Material to process →
┄┄┄┄┄┄┄┄┄┄

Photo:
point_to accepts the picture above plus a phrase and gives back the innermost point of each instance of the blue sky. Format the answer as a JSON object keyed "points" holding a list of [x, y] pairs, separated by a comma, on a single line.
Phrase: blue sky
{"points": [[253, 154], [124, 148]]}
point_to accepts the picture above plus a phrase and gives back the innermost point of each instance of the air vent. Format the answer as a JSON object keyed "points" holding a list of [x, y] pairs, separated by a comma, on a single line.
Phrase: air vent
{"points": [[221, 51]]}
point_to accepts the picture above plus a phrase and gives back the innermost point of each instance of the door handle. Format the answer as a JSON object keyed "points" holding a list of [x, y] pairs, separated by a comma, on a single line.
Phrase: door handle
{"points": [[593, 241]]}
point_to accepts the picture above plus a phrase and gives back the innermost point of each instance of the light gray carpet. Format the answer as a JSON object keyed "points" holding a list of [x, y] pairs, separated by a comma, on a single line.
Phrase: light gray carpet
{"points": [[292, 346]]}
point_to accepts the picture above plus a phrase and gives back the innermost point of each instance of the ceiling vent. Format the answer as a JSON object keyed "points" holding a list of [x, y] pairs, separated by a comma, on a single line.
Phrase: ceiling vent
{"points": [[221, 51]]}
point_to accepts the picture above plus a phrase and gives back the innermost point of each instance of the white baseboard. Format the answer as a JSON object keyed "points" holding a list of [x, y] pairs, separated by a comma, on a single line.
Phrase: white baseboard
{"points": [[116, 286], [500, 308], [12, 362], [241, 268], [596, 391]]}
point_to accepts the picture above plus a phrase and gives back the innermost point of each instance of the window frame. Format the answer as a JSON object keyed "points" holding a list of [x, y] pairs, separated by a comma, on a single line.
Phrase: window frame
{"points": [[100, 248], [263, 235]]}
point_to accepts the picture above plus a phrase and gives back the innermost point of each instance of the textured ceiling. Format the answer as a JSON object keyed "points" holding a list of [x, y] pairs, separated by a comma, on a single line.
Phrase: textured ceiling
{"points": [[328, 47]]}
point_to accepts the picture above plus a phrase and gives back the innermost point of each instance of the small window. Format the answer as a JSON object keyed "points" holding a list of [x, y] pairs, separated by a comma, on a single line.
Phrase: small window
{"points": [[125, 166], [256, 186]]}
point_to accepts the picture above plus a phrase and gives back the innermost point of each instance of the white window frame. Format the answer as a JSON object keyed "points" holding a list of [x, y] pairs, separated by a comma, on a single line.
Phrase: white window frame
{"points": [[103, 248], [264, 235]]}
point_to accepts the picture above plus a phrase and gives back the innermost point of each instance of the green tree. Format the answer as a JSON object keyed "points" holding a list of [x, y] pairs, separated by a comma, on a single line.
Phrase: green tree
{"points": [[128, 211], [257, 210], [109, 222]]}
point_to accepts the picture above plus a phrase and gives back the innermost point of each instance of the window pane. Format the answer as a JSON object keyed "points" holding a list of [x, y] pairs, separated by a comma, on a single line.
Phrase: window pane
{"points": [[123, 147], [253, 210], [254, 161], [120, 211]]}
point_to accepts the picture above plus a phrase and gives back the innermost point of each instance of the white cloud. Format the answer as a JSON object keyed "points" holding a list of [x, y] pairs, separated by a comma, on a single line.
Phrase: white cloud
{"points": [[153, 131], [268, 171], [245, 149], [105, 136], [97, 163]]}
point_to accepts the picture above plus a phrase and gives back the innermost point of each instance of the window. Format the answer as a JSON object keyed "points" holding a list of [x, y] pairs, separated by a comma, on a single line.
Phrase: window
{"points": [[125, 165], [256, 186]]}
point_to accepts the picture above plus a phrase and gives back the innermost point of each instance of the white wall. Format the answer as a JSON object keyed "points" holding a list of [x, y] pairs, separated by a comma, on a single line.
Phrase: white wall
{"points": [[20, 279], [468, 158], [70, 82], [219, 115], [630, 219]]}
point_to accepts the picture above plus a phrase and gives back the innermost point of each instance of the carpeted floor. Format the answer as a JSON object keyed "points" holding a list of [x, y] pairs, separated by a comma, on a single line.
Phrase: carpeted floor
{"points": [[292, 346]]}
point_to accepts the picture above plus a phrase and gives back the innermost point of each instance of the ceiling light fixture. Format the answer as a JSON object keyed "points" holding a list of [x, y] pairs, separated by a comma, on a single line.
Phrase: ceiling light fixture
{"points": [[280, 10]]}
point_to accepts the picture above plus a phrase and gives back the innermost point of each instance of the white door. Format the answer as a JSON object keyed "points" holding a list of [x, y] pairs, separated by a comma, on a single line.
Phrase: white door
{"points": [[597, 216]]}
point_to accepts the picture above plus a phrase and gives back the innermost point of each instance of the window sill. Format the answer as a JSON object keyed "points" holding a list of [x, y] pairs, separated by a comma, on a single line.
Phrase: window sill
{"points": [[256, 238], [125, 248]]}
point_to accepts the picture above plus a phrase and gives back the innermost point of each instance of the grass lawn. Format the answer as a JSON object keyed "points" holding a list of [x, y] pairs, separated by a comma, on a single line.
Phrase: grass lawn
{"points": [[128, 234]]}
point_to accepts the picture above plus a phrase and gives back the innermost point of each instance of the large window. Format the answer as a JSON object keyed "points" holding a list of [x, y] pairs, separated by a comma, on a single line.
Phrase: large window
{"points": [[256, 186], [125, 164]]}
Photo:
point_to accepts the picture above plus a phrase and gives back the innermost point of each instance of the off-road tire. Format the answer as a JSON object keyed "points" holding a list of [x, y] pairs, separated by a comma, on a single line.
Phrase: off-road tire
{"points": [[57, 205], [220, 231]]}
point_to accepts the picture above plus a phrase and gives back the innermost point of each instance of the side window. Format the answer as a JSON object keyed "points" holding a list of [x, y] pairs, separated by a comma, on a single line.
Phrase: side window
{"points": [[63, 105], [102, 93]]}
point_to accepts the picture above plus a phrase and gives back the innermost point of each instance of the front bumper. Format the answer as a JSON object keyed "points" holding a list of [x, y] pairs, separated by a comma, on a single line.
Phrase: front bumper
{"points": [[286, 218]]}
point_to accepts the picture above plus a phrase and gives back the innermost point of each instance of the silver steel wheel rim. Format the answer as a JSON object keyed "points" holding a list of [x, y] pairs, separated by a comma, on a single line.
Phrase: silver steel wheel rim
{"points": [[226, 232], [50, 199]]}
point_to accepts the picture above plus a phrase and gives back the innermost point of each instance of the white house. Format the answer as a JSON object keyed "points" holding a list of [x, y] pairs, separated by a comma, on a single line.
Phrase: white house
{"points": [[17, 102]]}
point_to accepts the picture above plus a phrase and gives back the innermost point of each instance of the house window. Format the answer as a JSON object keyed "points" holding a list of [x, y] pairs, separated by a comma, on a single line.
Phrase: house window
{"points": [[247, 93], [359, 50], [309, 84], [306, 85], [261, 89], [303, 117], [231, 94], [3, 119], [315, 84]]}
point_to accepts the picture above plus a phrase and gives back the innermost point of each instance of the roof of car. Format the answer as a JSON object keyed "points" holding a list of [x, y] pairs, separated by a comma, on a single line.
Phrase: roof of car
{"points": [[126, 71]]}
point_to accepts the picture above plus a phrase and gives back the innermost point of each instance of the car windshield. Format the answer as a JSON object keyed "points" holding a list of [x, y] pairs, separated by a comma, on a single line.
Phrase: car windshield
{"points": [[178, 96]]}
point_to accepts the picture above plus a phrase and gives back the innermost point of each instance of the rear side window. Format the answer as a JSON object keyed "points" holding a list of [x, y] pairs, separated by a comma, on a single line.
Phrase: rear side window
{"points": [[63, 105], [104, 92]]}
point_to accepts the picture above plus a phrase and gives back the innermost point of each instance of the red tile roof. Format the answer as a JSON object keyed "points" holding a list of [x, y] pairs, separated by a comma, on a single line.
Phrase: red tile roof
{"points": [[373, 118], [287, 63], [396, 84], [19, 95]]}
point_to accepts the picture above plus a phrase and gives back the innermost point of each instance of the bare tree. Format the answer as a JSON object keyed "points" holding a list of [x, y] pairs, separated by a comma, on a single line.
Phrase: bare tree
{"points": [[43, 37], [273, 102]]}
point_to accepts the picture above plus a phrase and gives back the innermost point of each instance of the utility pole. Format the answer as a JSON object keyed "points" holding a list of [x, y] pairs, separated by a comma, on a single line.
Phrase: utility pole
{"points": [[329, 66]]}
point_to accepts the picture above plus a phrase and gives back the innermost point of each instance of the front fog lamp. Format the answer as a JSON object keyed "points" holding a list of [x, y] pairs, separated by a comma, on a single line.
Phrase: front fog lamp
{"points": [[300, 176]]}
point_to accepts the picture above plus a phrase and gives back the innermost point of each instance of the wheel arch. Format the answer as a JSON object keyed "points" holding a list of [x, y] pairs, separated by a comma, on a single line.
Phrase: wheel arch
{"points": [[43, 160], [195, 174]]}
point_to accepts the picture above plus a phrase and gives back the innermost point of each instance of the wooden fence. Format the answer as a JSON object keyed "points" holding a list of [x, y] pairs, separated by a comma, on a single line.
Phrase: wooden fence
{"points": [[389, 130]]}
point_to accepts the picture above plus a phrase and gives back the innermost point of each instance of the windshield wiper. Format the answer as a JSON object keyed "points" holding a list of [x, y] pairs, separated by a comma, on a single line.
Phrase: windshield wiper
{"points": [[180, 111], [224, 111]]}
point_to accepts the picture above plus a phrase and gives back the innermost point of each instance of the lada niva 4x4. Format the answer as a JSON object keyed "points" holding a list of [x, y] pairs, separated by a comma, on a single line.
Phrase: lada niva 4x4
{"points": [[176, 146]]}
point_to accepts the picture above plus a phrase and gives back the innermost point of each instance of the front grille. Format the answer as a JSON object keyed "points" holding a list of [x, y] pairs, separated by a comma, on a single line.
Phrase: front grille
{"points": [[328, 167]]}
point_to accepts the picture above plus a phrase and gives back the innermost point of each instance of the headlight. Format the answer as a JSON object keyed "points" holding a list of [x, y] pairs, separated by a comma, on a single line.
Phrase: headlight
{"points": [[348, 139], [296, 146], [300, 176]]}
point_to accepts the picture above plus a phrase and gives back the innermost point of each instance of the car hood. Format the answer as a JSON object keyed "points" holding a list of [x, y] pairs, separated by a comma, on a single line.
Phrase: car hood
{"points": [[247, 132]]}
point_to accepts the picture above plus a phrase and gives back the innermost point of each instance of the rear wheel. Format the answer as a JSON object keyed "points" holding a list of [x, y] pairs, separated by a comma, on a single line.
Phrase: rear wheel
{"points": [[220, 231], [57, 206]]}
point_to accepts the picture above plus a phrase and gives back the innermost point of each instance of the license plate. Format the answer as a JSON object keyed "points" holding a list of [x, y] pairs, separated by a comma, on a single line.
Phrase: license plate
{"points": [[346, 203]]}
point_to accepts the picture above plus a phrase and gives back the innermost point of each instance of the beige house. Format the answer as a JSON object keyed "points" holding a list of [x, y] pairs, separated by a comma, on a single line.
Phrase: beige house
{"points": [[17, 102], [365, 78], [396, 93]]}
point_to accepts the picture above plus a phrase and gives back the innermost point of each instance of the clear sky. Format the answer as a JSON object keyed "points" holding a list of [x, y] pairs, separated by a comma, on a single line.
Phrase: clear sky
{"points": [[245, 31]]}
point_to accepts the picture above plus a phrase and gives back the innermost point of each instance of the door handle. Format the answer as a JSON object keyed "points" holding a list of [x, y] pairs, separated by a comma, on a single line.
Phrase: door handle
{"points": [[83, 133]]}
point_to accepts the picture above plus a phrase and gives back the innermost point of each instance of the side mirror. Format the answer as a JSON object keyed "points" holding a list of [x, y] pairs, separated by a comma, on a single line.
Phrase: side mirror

┄┄┄┄┄┄┄┄┄┄

Copy out exactly the lines from the line with "of the clear" to the end of the listing, including both of those lines, and give nothing else.

Expected output →
point_to accepts the picture above plus a phrase and gives back the innermost point of each instance of the clear sky. Format the answer as a JSON object keyed "points" holding a list of [x, y] pairs, separated by a comma, on a single line.
Phrase: clear sky
{"points": [[245, 31]]}
point_to accepts the picture above plus a phrase and gives back the innermost point of each instance of the door handle. Format the answer as a JSON object keyed "points" holding a list of [x, y] pairs, separated by a comma, on a single line.
Phrase: door handle
{"points": [[83, 133]]}
point_to accepts the picture above plus a phrase and gives back the innermost point of each instance of the side mirror. Format the answer as a JSON object keyed "points" holding a list of [x, y] pairs, separated by a comma, on a single line.
Phrase: side mirror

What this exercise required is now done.